■ **TO BE DONE**: Reproduce the listing from its beginning through the line containing "127,0,208,104", substituting "window frame" for "door frame" and leaving everything else unchanged.

■ **DATA EXCERPTS**:
════════

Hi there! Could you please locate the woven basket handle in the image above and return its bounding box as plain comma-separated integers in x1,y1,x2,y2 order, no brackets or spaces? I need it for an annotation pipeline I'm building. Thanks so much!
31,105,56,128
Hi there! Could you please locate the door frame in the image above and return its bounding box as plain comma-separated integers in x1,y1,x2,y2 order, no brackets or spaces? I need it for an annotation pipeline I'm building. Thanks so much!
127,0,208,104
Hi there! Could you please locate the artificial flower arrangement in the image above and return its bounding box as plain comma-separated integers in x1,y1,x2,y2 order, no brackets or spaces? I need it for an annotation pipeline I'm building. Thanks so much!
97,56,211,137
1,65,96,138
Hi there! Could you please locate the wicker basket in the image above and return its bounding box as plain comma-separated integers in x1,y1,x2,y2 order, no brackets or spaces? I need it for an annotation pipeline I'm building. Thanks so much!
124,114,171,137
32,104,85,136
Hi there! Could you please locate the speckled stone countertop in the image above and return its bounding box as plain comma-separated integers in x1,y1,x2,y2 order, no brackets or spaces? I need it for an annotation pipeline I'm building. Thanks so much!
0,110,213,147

════════

■ **COMPLETED TASK**:
Hi there! Could you please locate the woven basket handle in the image above and return its bounding box as plain comma-separated integers in x1,y1,x2,y2 order, no brackets or spaces? I need it for an annotation pipeline I'm building. Thanks so much!
31,105,56,128
Hi there! Could you please locate the window frame in the image above and return its bounding box as plain comma-separated integers in x1,y1,x2,y2 order, no brackets or spaces? I need it for an annotation pipeline I'm building. Thanks so much!
127,0,208,104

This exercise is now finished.